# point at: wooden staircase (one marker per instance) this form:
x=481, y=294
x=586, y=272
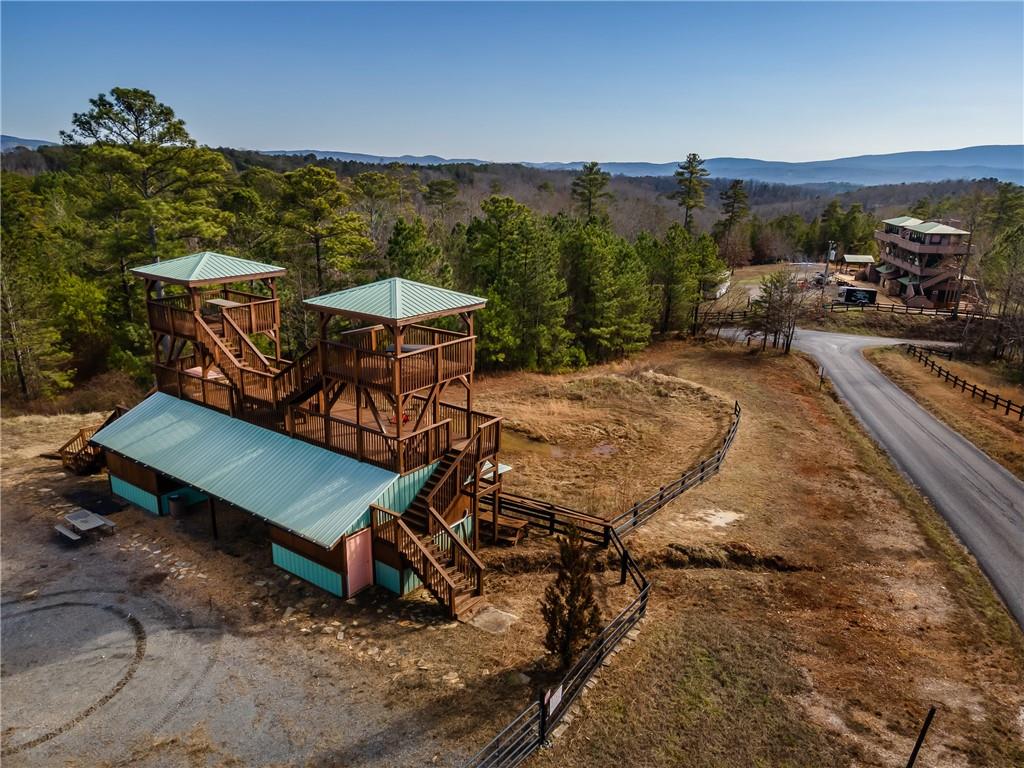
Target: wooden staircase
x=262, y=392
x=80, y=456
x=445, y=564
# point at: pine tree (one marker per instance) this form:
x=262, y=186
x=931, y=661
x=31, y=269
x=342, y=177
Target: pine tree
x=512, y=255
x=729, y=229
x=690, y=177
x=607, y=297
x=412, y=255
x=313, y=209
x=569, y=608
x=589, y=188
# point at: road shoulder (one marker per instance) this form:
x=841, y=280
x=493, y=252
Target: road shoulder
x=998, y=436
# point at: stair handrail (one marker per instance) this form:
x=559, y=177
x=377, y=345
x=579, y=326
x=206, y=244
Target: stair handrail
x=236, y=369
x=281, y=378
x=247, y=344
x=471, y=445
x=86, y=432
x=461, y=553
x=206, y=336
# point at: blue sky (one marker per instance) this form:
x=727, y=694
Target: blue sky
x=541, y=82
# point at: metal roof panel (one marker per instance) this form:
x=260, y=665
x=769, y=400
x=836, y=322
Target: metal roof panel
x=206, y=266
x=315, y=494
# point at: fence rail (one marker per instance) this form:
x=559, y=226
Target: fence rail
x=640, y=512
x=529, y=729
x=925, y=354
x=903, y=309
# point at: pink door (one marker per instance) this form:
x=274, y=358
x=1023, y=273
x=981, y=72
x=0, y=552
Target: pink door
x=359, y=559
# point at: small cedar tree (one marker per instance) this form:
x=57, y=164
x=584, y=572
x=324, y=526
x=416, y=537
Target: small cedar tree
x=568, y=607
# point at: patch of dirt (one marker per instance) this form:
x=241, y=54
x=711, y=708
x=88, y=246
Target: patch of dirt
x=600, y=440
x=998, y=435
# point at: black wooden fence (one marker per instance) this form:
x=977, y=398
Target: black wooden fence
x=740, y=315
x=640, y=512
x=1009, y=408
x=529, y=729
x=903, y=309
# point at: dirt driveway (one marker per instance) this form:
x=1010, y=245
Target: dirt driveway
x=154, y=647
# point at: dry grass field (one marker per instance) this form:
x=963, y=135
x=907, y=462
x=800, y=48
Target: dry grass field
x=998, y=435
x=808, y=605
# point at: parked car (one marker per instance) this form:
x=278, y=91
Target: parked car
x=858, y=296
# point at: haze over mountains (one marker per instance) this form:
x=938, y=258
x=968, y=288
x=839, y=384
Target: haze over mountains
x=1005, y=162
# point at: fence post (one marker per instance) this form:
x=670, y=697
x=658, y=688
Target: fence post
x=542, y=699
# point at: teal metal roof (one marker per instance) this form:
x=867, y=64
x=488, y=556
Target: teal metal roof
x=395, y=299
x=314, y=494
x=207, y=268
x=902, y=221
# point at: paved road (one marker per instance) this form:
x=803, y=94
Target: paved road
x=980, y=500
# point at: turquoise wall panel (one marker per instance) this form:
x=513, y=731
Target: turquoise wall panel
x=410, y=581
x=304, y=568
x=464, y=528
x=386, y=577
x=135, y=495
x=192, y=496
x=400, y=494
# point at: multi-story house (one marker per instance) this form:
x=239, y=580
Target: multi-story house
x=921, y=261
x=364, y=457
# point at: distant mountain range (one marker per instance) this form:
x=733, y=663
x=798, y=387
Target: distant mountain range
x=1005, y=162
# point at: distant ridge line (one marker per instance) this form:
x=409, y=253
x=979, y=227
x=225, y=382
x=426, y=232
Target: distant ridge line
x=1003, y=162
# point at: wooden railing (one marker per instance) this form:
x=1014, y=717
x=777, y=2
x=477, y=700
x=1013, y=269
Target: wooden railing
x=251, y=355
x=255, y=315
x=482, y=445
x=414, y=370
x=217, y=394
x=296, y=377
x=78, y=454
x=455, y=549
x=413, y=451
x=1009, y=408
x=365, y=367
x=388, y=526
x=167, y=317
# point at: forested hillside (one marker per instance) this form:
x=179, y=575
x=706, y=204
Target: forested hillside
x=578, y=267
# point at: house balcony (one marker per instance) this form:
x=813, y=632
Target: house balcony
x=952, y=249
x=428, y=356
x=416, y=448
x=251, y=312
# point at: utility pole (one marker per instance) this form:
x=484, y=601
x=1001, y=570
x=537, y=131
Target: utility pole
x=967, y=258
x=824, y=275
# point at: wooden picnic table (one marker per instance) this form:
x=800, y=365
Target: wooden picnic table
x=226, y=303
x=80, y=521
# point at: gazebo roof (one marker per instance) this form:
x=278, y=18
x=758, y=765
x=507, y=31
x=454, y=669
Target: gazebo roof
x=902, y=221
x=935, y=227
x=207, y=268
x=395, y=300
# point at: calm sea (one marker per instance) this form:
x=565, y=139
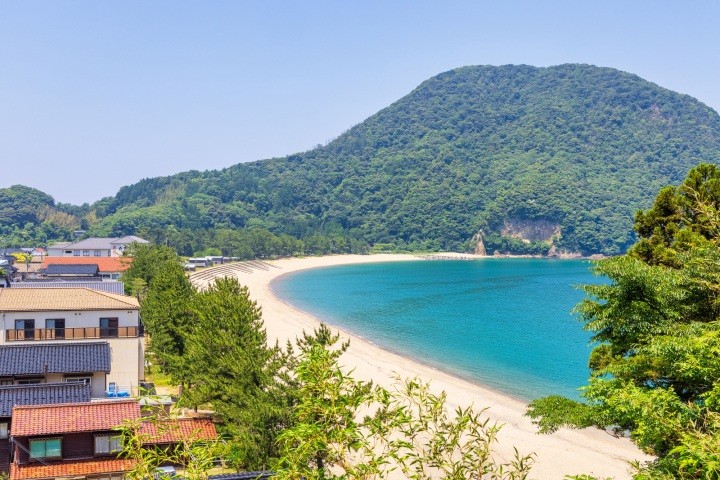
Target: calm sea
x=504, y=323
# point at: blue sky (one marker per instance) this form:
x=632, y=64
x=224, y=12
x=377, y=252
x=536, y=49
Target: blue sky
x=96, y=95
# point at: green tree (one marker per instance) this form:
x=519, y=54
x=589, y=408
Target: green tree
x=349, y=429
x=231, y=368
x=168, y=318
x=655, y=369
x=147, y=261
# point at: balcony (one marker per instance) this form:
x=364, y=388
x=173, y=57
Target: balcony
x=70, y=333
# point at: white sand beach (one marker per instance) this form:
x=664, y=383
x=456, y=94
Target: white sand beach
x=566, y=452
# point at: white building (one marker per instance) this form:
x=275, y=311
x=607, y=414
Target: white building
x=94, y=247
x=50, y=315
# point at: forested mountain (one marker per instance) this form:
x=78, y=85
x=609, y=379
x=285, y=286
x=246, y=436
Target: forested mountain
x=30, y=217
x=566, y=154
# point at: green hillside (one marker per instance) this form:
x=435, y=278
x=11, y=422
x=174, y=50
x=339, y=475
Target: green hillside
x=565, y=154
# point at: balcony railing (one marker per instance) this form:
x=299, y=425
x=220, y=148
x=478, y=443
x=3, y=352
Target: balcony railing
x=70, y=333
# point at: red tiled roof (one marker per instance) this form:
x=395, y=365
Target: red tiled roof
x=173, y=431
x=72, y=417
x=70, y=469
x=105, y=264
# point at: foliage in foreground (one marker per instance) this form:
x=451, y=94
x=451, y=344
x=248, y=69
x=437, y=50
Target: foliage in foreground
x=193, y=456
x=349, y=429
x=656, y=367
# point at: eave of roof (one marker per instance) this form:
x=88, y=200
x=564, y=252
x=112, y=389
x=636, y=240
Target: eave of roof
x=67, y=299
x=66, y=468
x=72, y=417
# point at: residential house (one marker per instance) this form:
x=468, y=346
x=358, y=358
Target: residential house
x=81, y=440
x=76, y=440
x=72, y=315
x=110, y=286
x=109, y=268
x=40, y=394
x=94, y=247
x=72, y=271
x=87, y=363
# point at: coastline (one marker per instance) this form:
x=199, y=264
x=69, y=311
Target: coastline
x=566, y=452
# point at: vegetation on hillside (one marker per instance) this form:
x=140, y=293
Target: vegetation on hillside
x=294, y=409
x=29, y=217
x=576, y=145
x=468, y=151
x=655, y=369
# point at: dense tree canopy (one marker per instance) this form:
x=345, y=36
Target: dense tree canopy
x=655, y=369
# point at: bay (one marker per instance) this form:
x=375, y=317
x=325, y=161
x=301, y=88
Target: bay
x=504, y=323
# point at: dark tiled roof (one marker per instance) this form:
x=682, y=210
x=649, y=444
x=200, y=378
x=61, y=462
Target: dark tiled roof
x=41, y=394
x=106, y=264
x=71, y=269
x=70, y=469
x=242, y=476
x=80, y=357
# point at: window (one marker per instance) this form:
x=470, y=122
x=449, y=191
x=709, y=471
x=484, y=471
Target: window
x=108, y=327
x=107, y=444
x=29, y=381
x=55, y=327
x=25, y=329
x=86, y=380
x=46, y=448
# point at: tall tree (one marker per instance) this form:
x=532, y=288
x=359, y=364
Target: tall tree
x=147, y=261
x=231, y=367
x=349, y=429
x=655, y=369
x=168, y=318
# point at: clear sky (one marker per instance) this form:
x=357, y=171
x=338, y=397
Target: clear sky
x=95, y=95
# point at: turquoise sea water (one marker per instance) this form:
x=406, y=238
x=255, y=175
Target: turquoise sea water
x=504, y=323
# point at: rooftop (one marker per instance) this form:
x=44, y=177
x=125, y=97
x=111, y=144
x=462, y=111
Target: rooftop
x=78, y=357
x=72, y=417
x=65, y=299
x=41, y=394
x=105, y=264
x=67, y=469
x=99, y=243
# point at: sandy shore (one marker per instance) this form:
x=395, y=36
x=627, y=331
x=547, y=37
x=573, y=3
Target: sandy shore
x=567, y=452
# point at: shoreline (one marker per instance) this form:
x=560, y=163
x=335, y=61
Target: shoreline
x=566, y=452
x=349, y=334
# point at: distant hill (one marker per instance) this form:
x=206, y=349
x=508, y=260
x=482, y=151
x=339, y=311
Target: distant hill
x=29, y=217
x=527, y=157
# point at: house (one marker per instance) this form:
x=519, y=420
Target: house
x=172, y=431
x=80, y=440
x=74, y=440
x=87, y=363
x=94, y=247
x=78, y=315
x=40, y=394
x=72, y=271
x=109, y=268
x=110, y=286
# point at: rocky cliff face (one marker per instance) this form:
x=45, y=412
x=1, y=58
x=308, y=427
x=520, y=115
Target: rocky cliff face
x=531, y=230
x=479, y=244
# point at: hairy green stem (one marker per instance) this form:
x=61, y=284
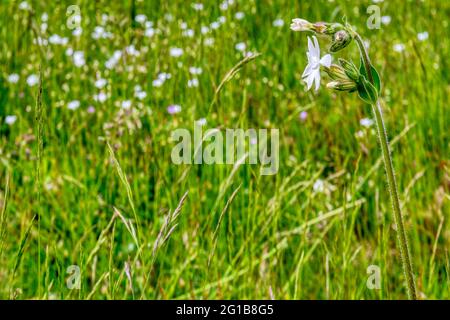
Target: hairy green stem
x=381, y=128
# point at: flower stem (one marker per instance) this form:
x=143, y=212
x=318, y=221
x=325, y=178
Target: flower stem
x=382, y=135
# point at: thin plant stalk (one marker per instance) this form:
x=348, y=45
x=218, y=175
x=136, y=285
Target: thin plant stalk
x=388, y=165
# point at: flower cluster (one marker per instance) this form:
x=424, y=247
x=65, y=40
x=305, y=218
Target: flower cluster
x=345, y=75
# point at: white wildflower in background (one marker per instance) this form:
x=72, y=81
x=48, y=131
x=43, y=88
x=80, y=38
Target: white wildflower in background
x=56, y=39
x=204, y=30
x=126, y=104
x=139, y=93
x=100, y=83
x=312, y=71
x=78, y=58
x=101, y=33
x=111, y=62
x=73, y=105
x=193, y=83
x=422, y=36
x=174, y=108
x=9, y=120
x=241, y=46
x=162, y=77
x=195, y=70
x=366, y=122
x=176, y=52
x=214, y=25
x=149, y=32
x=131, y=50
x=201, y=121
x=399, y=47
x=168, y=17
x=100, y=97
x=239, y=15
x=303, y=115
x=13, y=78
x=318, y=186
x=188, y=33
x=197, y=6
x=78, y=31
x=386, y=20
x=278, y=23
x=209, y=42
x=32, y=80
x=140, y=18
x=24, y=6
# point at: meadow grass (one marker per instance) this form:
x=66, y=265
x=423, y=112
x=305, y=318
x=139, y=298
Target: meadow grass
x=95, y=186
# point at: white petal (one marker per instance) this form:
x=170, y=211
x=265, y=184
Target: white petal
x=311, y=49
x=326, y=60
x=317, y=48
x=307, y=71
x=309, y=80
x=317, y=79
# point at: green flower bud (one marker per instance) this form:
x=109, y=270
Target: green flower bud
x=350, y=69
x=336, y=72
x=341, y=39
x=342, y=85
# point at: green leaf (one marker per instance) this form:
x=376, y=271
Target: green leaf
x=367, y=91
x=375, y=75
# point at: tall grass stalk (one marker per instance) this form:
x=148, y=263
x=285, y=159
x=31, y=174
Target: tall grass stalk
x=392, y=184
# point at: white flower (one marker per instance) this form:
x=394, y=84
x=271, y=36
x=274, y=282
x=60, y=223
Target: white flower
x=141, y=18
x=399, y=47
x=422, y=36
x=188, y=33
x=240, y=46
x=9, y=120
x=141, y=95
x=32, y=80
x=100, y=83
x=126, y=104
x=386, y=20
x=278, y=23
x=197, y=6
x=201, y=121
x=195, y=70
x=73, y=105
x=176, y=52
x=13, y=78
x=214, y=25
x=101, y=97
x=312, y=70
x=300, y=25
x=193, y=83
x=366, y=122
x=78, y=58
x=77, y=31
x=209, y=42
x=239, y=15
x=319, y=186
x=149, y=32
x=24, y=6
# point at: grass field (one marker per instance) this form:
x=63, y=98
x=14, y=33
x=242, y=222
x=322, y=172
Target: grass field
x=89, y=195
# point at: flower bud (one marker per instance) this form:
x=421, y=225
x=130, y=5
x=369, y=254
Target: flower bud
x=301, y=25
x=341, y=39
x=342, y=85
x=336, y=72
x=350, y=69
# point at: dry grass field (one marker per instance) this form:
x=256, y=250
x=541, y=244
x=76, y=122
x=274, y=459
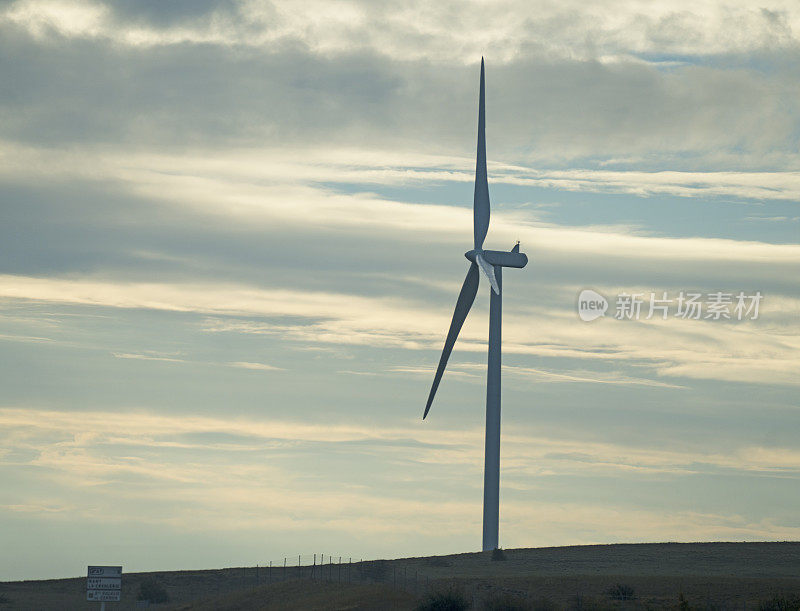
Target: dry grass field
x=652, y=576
▬▬▬▬▬▬
* What needs to be done:
Extract from the records above the lines from the one containing "Target: haze over mountains" to the one containing "x=803, y=94", both lines included, exactly as they appear and with nothing else.

* Solution to this exercise:
Target: haze over mountains
x=1005, y=162
# point at: fence post (one marker per instance) this form:
x=670, y=697
x=658, y=688
Target: fence post
x=542, y=699
# point at: teal metal roof (one marker per instance) this form:
x=867, y=64
x=488, y=556
Target: teal metal roof
x=395, y=299
x=314, y=494
x=207, y=268
x=902, y=221
# point at: paved road (one marker per instance) this form:
x=803, y=94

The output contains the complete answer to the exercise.